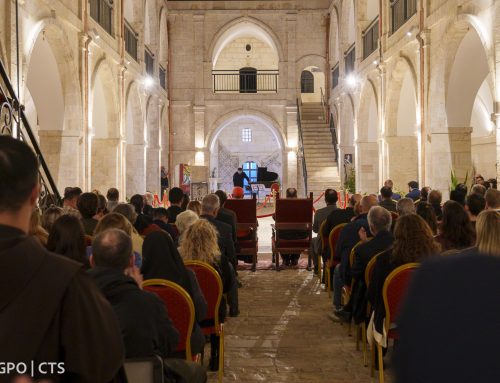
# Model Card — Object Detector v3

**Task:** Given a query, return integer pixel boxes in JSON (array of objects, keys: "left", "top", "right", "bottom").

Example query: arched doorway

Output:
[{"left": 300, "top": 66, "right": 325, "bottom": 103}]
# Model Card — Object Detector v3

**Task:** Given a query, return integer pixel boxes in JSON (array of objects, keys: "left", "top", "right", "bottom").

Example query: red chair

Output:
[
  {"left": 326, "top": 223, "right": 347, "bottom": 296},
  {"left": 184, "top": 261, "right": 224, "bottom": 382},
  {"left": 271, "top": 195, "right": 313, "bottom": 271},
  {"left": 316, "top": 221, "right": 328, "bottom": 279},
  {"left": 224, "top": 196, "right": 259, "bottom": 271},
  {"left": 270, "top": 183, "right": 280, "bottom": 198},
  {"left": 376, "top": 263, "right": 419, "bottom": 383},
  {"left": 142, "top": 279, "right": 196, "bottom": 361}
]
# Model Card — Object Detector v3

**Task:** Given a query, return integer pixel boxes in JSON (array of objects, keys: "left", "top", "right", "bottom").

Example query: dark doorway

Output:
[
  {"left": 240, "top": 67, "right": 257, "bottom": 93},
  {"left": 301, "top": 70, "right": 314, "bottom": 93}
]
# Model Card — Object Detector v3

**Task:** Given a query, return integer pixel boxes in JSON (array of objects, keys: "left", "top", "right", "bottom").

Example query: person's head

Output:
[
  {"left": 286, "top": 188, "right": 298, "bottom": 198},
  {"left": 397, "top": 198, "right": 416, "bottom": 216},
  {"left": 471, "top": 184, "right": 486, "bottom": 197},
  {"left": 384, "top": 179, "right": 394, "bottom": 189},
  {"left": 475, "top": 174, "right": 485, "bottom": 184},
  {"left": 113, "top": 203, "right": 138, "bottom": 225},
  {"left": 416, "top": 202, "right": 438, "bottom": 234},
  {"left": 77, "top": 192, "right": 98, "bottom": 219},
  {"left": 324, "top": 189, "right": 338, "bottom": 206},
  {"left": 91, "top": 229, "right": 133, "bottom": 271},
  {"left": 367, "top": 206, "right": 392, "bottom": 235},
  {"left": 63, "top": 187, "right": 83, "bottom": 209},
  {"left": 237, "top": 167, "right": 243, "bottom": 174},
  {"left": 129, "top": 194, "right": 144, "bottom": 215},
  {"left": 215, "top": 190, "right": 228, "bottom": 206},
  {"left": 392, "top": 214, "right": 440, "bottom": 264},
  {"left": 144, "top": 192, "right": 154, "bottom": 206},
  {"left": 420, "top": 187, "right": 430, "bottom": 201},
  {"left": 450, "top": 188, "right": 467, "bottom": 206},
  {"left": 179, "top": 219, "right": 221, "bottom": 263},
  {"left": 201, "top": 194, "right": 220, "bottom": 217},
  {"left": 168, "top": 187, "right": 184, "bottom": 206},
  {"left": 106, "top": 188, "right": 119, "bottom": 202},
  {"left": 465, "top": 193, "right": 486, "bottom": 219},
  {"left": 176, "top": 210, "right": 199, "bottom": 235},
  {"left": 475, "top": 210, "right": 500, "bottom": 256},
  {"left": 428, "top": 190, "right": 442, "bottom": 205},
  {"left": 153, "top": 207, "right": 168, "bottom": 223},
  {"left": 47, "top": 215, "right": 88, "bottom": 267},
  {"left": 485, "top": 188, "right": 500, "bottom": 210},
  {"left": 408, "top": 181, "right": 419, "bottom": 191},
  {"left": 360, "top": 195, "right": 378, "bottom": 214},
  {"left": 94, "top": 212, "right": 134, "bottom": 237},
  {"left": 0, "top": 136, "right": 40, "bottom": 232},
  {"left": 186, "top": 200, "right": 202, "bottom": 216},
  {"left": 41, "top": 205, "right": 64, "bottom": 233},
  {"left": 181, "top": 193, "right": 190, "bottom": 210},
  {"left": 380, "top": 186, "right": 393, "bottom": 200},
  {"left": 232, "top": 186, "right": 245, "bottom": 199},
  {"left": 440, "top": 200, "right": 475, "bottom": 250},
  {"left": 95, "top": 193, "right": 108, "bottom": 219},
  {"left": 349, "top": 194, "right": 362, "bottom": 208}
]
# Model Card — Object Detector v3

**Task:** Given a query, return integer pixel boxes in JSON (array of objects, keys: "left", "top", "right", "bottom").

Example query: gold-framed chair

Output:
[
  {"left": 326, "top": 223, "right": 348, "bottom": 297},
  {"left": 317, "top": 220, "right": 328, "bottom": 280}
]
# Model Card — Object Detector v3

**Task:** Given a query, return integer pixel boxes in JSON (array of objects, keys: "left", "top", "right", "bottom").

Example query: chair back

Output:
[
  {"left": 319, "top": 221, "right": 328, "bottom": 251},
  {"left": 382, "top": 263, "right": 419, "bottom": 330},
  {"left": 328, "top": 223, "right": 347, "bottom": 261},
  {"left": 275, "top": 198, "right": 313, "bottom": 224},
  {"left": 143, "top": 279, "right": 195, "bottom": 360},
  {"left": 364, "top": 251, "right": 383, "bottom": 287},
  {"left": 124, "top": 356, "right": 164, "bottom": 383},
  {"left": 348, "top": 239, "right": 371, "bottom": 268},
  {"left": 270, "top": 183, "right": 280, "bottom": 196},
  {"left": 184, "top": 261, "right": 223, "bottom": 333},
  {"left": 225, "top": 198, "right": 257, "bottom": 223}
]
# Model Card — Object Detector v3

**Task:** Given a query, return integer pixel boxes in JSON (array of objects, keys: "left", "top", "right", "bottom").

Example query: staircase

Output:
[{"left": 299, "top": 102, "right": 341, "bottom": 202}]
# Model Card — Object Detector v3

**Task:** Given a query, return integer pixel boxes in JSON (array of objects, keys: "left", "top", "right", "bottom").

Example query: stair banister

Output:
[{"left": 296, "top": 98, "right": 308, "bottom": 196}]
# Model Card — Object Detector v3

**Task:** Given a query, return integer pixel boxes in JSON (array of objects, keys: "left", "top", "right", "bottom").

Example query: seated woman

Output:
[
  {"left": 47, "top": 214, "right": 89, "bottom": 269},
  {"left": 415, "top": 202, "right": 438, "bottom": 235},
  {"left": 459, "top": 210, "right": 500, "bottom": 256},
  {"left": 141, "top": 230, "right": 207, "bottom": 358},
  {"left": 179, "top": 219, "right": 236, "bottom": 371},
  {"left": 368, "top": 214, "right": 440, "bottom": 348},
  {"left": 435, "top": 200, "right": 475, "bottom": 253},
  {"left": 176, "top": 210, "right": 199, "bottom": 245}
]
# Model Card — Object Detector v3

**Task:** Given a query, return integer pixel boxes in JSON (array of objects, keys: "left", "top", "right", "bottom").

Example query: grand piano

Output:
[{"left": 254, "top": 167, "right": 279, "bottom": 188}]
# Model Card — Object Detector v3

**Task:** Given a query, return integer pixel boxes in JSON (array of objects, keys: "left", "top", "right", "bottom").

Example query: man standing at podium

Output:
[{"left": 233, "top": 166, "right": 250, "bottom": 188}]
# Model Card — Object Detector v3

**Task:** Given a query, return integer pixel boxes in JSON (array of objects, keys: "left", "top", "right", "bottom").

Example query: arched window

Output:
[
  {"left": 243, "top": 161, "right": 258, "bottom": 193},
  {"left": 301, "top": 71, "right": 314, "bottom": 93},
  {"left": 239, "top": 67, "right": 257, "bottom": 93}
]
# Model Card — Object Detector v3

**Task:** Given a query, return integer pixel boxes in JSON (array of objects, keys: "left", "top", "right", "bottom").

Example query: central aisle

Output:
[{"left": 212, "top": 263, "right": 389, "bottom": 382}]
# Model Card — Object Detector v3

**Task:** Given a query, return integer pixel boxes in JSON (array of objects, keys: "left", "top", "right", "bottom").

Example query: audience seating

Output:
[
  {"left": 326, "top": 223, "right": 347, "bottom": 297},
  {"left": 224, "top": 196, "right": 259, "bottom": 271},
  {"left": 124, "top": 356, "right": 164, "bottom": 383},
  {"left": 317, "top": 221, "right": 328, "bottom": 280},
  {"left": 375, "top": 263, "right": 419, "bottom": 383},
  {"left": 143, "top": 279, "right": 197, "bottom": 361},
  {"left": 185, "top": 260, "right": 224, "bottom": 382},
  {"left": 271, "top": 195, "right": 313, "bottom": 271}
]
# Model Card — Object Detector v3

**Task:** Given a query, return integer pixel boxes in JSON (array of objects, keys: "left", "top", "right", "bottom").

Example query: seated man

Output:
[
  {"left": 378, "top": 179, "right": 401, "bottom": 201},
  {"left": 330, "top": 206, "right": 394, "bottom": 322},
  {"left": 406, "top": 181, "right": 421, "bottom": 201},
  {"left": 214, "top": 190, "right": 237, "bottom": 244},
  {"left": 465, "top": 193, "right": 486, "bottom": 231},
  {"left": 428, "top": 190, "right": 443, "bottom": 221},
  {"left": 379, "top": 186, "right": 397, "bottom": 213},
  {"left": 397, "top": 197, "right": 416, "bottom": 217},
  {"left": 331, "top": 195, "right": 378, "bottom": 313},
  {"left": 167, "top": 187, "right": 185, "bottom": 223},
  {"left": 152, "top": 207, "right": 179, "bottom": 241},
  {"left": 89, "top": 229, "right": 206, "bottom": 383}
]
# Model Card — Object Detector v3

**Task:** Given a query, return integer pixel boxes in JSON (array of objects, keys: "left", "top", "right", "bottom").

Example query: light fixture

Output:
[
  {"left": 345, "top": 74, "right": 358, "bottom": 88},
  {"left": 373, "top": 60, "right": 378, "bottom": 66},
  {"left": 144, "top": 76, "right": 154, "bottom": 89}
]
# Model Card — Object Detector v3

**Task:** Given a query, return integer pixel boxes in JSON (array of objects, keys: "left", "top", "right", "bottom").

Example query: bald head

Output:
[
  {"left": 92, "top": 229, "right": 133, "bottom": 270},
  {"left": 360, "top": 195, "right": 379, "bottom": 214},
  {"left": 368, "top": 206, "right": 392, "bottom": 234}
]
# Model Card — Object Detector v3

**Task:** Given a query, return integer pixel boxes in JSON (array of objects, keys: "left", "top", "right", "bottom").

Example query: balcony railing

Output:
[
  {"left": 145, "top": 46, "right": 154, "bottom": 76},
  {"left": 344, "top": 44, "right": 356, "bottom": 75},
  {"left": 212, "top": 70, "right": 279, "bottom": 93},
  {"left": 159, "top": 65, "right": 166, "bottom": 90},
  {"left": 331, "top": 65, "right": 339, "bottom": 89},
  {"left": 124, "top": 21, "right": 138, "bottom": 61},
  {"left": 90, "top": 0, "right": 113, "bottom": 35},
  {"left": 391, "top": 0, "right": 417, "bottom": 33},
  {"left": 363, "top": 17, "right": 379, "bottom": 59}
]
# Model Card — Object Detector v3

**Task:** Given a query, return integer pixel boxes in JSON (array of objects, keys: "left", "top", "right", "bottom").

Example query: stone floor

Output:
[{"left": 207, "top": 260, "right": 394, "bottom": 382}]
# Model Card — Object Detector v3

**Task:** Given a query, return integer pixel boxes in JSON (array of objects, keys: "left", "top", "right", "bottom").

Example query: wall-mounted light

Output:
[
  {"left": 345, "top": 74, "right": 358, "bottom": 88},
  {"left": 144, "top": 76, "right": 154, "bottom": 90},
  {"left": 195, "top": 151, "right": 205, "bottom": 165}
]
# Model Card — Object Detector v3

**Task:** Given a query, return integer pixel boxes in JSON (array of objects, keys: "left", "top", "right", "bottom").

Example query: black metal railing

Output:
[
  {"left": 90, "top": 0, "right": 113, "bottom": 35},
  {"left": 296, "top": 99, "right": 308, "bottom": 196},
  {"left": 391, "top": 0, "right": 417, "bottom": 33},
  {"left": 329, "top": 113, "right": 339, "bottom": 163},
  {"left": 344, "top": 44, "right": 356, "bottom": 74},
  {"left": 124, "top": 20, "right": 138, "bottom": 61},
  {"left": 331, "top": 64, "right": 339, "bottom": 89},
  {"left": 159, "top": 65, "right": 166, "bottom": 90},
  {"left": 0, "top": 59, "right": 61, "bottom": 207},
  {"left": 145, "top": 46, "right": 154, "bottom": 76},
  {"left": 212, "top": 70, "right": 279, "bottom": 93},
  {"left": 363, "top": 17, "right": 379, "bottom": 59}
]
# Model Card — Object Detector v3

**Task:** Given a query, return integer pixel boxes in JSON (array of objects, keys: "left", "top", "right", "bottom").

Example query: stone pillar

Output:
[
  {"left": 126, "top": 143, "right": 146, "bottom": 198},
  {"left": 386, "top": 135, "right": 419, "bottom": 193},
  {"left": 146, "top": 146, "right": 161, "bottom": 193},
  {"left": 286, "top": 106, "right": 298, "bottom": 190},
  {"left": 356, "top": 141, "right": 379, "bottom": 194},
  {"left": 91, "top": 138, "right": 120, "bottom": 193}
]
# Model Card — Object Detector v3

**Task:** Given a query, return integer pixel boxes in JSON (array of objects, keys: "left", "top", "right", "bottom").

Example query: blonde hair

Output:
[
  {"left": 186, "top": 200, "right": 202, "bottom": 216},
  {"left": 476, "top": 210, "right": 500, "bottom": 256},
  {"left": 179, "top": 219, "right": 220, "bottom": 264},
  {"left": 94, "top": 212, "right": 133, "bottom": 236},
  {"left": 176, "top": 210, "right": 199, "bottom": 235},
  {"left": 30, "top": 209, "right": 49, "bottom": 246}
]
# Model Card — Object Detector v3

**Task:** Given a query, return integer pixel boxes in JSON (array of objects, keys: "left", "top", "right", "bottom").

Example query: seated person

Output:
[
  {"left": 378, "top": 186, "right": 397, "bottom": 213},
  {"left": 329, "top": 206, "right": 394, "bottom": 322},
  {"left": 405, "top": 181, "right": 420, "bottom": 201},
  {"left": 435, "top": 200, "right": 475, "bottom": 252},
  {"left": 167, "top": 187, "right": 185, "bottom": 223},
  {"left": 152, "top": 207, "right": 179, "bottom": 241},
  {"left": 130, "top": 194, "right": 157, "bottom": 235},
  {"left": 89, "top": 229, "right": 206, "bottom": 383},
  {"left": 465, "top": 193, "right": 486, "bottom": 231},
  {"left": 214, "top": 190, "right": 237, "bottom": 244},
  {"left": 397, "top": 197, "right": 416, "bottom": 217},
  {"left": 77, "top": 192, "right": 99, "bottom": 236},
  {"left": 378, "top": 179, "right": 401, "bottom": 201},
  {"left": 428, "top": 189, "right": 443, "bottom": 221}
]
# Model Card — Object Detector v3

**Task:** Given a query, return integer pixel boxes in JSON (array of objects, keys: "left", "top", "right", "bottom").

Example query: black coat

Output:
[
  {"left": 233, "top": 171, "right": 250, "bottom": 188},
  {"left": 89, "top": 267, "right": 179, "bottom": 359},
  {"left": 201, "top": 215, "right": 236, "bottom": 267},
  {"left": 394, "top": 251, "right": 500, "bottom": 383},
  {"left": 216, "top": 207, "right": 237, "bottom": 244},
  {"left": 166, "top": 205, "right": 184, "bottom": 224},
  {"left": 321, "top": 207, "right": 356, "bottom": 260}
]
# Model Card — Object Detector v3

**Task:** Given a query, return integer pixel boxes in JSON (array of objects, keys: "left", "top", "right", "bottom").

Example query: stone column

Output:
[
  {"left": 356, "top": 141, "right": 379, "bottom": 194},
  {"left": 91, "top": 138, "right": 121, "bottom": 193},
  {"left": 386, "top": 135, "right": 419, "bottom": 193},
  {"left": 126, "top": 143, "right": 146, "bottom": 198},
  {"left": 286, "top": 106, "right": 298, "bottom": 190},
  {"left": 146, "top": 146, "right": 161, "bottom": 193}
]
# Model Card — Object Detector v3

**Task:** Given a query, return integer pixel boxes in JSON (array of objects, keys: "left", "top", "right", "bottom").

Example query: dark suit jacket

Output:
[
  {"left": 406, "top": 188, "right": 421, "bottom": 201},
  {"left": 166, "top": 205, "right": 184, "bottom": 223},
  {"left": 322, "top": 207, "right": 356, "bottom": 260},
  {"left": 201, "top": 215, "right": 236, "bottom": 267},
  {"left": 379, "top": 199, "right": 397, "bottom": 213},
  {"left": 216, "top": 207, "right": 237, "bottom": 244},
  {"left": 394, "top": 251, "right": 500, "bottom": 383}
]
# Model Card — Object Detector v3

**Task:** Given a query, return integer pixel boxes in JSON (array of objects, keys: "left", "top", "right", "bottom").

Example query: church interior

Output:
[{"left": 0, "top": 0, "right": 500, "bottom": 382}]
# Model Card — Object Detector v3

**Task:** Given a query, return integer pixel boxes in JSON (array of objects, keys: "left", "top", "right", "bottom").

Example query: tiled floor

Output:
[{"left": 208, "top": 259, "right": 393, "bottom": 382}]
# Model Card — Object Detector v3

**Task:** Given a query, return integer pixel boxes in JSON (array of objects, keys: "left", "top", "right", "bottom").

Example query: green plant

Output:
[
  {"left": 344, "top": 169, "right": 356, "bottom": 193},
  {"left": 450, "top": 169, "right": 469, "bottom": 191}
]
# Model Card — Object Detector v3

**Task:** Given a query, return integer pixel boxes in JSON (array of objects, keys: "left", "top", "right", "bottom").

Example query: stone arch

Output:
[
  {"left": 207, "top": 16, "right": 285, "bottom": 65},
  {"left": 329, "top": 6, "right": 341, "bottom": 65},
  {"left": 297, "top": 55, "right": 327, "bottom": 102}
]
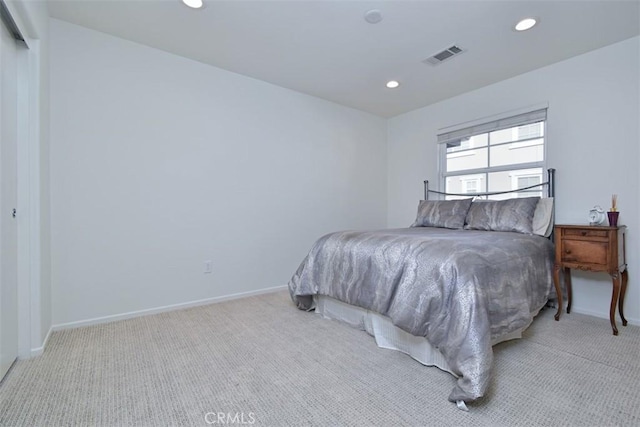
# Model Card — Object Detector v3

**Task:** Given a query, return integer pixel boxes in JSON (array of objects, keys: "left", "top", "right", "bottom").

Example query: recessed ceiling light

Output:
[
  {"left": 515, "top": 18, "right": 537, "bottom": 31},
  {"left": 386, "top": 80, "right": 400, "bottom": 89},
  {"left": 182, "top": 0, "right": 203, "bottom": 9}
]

TASK PROMPT: Please copy each line of the records above that holds the word "floor".

REPLY TO THE TASK:
Example query: stone floor
Example query: tiled floor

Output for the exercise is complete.